> [Goal]: Copy the lines below word for word.

== Given information ==

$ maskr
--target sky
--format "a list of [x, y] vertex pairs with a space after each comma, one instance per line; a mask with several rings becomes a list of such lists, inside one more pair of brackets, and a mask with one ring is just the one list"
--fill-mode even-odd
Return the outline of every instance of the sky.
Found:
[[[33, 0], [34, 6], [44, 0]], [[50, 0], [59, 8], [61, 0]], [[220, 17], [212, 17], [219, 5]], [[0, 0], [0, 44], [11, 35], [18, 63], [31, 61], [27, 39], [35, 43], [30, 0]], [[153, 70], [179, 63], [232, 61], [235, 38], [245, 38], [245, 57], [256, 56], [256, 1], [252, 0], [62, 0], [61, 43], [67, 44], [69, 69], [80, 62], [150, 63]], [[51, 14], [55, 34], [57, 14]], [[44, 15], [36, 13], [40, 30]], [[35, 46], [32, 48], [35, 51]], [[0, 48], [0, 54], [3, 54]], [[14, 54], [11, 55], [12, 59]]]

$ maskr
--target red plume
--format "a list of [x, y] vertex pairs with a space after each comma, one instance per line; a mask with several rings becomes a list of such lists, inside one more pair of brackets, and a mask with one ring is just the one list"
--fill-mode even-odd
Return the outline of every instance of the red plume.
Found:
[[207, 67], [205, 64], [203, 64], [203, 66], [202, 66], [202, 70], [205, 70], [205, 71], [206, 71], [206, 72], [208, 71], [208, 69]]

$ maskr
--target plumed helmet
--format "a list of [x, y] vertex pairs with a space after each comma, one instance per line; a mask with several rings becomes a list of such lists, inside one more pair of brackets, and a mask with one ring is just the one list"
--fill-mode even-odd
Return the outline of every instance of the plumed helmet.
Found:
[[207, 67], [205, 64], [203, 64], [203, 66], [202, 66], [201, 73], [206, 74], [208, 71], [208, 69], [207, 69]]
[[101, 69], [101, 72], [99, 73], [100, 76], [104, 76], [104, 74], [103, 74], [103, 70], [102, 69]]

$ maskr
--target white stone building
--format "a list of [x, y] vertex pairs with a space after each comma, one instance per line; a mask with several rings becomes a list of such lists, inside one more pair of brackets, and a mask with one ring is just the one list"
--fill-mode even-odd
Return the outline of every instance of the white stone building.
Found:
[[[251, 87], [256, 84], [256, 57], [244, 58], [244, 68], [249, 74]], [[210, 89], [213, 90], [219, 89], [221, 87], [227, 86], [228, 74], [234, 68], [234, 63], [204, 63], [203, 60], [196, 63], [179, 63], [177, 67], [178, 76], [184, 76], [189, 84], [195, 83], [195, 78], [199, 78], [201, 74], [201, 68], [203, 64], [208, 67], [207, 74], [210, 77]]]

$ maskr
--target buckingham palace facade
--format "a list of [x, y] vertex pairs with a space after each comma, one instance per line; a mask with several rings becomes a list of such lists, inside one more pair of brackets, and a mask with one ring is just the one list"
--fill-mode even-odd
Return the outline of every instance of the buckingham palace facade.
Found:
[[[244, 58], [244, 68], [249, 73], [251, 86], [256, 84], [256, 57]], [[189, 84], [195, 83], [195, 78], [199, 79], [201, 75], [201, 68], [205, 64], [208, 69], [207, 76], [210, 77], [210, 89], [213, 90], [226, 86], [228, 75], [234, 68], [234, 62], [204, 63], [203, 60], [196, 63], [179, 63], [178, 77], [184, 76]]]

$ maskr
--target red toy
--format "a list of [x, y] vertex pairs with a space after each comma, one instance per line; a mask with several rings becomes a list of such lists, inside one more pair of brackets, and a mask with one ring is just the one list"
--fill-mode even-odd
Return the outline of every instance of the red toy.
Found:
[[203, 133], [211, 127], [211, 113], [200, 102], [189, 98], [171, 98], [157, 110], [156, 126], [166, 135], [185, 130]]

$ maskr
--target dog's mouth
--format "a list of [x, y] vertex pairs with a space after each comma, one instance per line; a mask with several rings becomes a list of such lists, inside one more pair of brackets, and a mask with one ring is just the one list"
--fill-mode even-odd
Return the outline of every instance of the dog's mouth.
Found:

===

> [The result]:
$ maskr
--target sky
--format "a list of [x, y] vertex pairs with a space after each comma, one instance per line; a mask with several rings becomes a list of such lists, inside one more pair of brackets, and a mask with one ring is just the one list"
--fill-mode even-odd
Return the outline of every instance of the sky.
Found:
[[[33, 0], [34, 6], [44, 0]], [[50, 0], [59, 8], [61, 0]], [[220, 17], [212, 17], [219, 5]], [[0, 0], [0, 44], [11, 35], [18, 63], [31, 61], [27, 39], [35, 43], [30, 0]], [[153, 70], [179, 63], [232, 61], [235, 38], [245, 38], [245, 57], [256, 56], [256, 1], [252, 0], [62, 0], [61, 43], [67, 44], [69, 69], [80, 62], [150, 63]], [[51, 14], [55, 34], [57, 14]], [[44, 15], [36, 13], [40, 30]], [[35, 46], [32, 48], [35, 51]], [[0, 48], [0, 54], [3, 54]], [[14, 54], [11, 55], [12, 59]]]

$ maskr
--target red plume
--format "a list of [x, y] vertex pairs with a space after each comma, one instance per line; a mask with several rings becomes a list of such lists, inside one more pair of brackets, and a mask with one ring is just the one list"
--fill-mode even-odd
Return the outline of every instance of the red plume.
Found:
[[207, 67], [205, 64], [203, 64], [203, 66], [202, 66], [202, 70], [205, 70], [205, 71], [206, 71], [206, 72], [208, 71], [208, 69]]

$ maskr
--target plumed helmet
--format "a list of [x, y] vertex pairs with a space after each comma, one instance per line; a mask with several rings becomes a list of such lists, inside one more pair of brackets, and a mask with one ring is just the one list"
--fill-mode even-odd
Return the outline of every instance of the plumed helmet.
Found:
[[207, 67], [205, 64], [203, 64], [203, 66], [202, 66], [201, 73], [206, 74], [208, 71], [208, 69], [207, 69]]
[[101, 69], [101, 72], [99, 73], [100, 76], [104, 76], [104, 74], [103, 74], [103, 70], [102, 69]]

$ maskr
--target white stone building
--format "a list of [x, y] vertex pairs with a space after each comma, one instance per line; a mask with several rings becomes a list of such lists, inside one more pair of brackets, and a mask with one ring is just the one list"
--fill-mode even-odd
Return the outline of every instance of the white stone building.
Found:
[[[251, 87], [256, 84], [256, 57], [244, 58], [244, 68], [249, 74]], [[210, 89], [213, 90], [219, 89], [221, 87], [227, 86], [228, 74], [234, 68], [234, 63], [204, 63], [203, 60], [196, 63], [179, 63], [177, 67], [178, 76], [184, 76], [189, 84], [195, 83], [195, 78], [199, 78], [201, 74], [201, 68], [203, 64], [208, 67], [207, 74], [210, 77]]]

$ maskr
--target buckingham palace facade
--format "a list of [x, y] vertex pairs with a space after each comma, one instance per line; a mask with several rings becomes a list of such lists, inside one more pair of brackets, and a mask with one ring is just the one list"
--fill-mode even-odd
Return the outline of every instance of the buckingham palace facade.
Found:
[[[244, 58], [244, 68], [249, 73], [251, 86], [256, 84], [256, 57]], [[189, 84], [195, 83], [195, 78], [199, 79], [201, 75], [201, 68], [205, 64], [208, 69], [207, 76], [210, 77], [210, 89], [213, 90], [226, 86], [228, 75], [234, 68], [234, 62], [204, 63], [203, 60], [196, 63], [179, 63], [178, 77], [184, 76]]]

$ maskr
--target red toy
--format "a list of [x, y] vertex pairs with a space after each comma, one instance per line; a mask with several rings becomes a list of such lists, inside one more pair of brackets, and a mask with one ring is just the one list"
--fill-mode even-odd
Return the outline of every instance of the red toy.
Found:
[[203, 133], [211, 127], [211, 113], [200, 102], [189, 98], [171, 98], [157, 110], [156, 126], [166, 135], [185, 130]]

$ maskr
--target dog's mouth
--format "a list of [x, y] vertex pairs with a space after each comma, one instance per line; a mask with several rings becomes a list of such lists, inside one more pair of brackets, and a mask with one ring is just the one list"
--fill-mode even-odd
Return the outline of every instance of the dog's mouth.
Found:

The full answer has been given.